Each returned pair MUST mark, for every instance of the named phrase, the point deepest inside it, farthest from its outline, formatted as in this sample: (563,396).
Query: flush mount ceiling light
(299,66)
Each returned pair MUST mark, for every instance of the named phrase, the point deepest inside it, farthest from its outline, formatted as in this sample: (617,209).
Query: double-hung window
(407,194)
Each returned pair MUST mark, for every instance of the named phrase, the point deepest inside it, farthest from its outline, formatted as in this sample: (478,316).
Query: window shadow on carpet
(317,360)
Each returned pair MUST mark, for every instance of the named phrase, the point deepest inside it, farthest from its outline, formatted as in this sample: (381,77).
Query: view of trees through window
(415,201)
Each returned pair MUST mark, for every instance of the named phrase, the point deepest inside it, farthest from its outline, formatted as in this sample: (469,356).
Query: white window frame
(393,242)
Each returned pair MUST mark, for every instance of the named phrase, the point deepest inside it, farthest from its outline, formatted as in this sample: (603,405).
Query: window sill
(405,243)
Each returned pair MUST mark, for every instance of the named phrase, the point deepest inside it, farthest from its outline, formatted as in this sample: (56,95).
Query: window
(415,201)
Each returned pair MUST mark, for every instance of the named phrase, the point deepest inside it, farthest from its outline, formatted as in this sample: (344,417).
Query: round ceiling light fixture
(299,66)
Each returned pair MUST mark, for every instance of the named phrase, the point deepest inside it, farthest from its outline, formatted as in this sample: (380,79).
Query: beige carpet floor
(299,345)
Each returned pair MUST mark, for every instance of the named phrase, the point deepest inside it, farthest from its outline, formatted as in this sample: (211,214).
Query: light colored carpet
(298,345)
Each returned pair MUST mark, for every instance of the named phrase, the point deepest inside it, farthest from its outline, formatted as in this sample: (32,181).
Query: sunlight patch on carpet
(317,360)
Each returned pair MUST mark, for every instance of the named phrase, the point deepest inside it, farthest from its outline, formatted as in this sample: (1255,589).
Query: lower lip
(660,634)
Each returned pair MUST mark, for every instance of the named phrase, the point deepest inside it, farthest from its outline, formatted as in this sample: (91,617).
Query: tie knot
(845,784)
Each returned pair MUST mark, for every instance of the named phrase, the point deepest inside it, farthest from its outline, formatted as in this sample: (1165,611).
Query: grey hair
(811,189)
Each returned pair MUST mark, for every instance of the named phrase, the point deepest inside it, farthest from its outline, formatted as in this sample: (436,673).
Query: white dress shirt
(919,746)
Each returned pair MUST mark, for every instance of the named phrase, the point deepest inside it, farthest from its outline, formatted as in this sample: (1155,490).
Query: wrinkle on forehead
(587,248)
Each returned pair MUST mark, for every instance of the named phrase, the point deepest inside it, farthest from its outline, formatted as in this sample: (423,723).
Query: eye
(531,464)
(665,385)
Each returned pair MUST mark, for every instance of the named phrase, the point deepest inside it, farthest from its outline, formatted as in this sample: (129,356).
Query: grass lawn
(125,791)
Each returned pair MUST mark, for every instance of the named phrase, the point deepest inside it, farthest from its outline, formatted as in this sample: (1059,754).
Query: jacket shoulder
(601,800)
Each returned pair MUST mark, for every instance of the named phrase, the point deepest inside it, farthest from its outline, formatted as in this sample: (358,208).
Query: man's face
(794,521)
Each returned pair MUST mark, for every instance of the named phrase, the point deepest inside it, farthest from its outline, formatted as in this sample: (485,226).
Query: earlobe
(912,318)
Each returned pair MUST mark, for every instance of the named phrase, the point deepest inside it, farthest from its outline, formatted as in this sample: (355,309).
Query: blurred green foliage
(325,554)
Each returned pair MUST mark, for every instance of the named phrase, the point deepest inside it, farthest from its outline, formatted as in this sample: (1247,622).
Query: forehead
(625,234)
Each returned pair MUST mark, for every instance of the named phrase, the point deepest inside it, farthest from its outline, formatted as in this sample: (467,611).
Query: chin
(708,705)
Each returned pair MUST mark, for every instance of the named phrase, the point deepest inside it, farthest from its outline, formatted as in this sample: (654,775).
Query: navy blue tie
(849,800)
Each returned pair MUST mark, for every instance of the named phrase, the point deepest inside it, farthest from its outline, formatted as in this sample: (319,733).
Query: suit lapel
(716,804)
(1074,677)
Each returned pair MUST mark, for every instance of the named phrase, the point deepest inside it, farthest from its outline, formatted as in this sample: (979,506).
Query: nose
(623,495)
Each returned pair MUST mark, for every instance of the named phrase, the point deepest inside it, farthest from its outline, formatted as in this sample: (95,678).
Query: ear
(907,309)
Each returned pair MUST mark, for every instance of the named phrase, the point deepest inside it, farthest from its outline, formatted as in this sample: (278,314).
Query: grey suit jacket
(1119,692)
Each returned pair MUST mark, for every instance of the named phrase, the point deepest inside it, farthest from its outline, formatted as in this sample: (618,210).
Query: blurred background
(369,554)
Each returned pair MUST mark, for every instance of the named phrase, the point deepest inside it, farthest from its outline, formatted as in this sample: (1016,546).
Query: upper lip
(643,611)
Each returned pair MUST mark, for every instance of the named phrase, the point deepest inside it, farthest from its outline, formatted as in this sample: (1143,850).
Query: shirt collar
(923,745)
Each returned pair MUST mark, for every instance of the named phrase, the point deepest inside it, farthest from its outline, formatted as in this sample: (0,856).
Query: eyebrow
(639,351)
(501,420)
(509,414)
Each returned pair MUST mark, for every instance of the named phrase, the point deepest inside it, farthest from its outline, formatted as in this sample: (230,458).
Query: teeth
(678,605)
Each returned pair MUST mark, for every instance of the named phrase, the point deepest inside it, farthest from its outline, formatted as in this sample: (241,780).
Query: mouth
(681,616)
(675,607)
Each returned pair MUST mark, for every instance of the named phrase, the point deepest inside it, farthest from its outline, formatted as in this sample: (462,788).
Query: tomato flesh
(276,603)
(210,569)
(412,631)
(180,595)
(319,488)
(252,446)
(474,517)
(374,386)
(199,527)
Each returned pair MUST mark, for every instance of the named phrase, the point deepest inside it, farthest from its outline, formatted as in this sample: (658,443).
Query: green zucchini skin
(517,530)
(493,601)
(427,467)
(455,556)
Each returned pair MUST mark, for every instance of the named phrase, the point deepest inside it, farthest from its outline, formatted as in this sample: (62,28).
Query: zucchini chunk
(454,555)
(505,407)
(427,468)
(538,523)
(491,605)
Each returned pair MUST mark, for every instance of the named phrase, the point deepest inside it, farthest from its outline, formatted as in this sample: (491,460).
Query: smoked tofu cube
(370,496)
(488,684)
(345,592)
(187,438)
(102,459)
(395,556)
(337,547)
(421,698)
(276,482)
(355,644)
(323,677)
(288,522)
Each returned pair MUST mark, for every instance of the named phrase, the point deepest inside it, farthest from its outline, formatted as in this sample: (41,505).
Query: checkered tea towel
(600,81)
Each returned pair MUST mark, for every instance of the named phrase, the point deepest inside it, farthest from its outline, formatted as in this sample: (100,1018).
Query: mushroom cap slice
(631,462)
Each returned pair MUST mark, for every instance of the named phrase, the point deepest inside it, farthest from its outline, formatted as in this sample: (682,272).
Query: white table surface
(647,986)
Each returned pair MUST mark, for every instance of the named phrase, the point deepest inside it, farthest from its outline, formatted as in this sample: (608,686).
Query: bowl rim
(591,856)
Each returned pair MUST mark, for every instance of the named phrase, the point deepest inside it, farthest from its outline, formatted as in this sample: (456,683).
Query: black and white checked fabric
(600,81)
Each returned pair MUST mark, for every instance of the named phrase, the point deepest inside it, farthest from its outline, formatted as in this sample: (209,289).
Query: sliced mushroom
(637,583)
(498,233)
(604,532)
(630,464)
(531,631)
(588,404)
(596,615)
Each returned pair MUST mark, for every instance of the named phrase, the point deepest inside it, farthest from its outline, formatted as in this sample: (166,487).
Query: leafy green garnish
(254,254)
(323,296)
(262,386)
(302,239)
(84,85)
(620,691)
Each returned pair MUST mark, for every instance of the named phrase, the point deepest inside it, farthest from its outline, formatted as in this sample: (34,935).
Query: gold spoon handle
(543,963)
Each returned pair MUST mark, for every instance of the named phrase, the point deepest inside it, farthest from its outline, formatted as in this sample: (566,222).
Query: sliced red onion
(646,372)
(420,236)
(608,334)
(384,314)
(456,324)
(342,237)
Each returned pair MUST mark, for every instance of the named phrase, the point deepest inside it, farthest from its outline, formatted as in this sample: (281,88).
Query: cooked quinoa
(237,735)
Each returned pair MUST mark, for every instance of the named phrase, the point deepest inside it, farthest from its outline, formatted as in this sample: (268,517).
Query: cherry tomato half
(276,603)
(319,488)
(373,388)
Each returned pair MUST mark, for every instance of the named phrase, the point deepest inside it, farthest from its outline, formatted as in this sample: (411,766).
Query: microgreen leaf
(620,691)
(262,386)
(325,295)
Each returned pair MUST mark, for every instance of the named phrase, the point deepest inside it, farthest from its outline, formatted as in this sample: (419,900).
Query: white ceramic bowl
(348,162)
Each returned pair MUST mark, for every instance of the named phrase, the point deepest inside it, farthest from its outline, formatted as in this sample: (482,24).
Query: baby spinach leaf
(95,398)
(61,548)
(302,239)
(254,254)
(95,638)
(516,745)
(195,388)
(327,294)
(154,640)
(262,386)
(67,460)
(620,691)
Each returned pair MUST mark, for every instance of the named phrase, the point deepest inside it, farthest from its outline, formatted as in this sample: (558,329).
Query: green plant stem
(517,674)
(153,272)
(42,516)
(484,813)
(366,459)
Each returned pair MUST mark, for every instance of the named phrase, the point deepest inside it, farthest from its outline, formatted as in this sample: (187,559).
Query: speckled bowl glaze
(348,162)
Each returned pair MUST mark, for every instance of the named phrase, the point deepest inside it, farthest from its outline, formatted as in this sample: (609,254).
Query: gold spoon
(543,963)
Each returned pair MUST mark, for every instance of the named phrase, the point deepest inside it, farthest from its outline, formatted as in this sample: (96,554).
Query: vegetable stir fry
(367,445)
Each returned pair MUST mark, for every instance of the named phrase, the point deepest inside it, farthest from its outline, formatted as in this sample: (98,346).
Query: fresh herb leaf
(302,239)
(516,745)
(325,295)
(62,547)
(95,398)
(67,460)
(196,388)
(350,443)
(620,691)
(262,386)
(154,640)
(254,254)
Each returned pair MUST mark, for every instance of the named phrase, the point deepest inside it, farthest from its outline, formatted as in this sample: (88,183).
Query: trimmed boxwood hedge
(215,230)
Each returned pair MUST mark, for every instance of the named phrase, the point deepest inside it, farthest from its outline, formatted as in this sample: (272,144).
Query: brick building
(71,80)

What needs to be done:
Begin with the line that contains "this sample: (187,559)." and set down each line exactly until the records above end, including the final line.

Solution:
Each returned pair MUST mark, for every instance of the named phrase, the point deepest inside it, farthest from its outline, formatted as in this sample: (187,559).
Query: speckled bowl glaze
(348,162)
Each returned pair MUST mark, for every instance of the named phrase, the point deepest inside it, farthest from its outline, formatted as in this sample: (609,254).
Query: gold spoon
(543,963)
Each returned pair MUST mark, for every instance of the named phrase, the point deepest inside it, farthest from its outline, formatted as in this sample: (96,554).
Query: vegetable stir fry
(367,445)
Each returned pair MUST mark, for every instance of the named phrase, the point deepest inside it, farthest from its outline, formatted as in this sample: (98,346).
Query: fresh herb leaf
(302,239)
(516,745)
(325,295)
(62,547)
(95,398)
(67,460)
(196,388)
(350,443)
(620,691)
(262,386)
(154,640)
(254,254)
Each returned pair MUST mark, for every instance of the named phrase, the point deepest inside it, farthest from its outline, formatted as in this sample: (88,183).
Query: trimmed boxwood hedge
(215,230)
Each returned pair MUST mark, for every instance of the named phrase, the point deepest inside it, farthest from its outline, formatted as in this sample: (272,144).
Query: brick building
(71,80)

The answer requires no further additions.